# Task requirements
• A. In the article on John Milnor's Abel Prize, what reason is given for why Milnor, who describes himself as mainly a problem solver, ends up creating new theories? Answer in one to three sentences.
• B. Write the next part of the article on John Milnor's Abel Prize, starting right after its last sentence.

In retrospect, giving Albert Einstein a Nobel prize for his work on the photoelectric effect looks like an arbitrary choice from among all of his contributions to physics.

In granting the 2011 Abel Prize in mathematics to John Milnor of Stony Brook University in New York, the committee of the Norwegian Academy of Science and Letters has wisely avoided singling out a particular achievement. The citation states merely that Milnor has made "pioneering discoveries in topology, geometry and algebra". In effect, this is a recognition that he has contributed to maths across the board.

In fact, Milnor's work goes further: it also touches on dynamical systems, game theory, group theory and number theory. In awarding this equivalent of a Nobel prize, worth about US$1 million, the committee states that: "All of Milnor's works display marks of great research: profound insights, vivid imagination, elements of surprise, and supreme beauty."

Milnor's breadth is unusual, says Ragni Piene, a mathematician at the University of Oslo who chairs the Abel committee. "Though some of the fields he has worked in are related, he really has had to learn and develop new tools and new theory."

Milnor "says he is mainly a problem solver", adds Piene. "But in the solving process, in order to understand the problem deeply he ends up creating new theories and opening up new fields."

## Exotic spheres

Among the most surprising of Milnor's discoveries was the existence of 'exotic spheres' — multidimensional objects with strange topological properties. In 1956, Milnor was studying the topological transformations of smooth-contoured high-dimensional shapes — that is, shapes with no sharp edges. A 'continuous topological transformation' converts one object smoothly — as though remoulding soft clay — into another, without any tears in the fabric.

# Data section
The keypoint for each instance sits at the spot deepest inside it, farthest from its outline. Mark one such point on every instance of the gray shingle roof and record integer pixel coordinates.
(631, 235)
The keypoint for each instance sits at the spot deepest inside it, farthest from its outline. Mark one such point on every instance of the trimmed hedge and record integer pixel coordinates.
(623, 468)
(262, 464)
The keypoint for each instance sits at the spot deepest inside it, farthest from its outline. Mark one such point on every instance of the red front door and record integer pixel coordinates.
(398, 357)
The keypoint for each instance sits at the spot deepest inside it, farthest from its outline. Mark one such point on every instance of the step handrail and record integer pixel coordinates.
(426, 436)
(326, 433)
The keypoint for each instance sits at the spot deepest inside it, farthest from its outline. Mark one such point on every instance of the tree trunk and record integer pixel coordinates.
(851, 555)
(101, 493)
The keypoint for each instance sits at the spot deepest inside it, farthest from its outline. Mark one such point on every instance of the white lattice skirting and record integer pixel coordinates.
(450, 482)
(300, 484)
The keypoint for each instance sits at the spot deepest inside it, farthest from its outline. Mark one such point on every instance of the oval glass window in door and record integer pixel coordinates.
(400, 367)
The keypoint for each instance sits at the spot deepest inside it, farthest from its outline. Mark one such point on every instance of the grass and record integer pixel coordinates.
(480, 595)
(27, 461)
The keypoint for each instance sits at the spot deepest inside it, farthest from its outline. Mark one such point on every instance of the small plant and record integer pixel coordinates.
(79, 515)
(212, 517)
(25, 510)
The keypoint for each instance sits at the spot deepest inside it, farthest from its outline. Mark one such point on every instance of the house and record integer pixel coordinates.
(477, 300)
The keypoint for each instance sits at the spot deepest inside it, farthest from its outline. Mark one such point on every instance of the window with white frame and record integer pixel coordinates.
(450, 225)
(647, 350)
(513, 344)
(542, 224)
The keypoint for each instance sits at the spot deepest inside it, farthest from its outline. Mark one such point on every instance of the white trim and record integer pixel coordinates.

# Answers provided
• A. To understand a problem deeply while solving it, Milnor ends up creating new theories and opening up new fields. Ragni Piene gives this reason.

• B.
He discovered that in seven dimensions there exist smooth objects that can be converted into the seven-dimensional equivalent of spheres only via intermediates with sharp kinks.

These exotic spheres can exist in other dimensions. With the French mathematician Michel Kervaire, Milnor calculated that there are 28 exotic spheres in 7 dimensions. But there seems little rhyme or reason to the trend for other dimensions: there is one exotic sphere in 1, 2, 3, 5 and 6 dimensions, 992 in 11 dimensions, 1 in 12 dimensions, 16,256 in 15, and 2 in 16. No one has figured out how many there are in four dimensions. This work spawned an entire new field of mathematics, called differential topology.

Some of Milnor's other achievements are related to similar topological conundrums, such as his work on the relationships between different triangulations (representations as networks of triangles) of mathematical surfaces called manifolds. Topology was also central to some of Milnor's earliest work in 1950 on the curvature of knots.

## Trajectory of awards

Milnor's work on group theory is quite different. Group theory was partly invented by the nineteenth-century Norwegian mathematician Niels Henrik Abel, after whom the award is named. In the formulation developed by Abel, a group can be represented as all non-equivalent combinations ('words') of a set of symbols. Milnor and the Czech mathematician Frantisek Wolf clarified how the number of words grows as the number of symbols increases for a wide class of groups called solvable groups.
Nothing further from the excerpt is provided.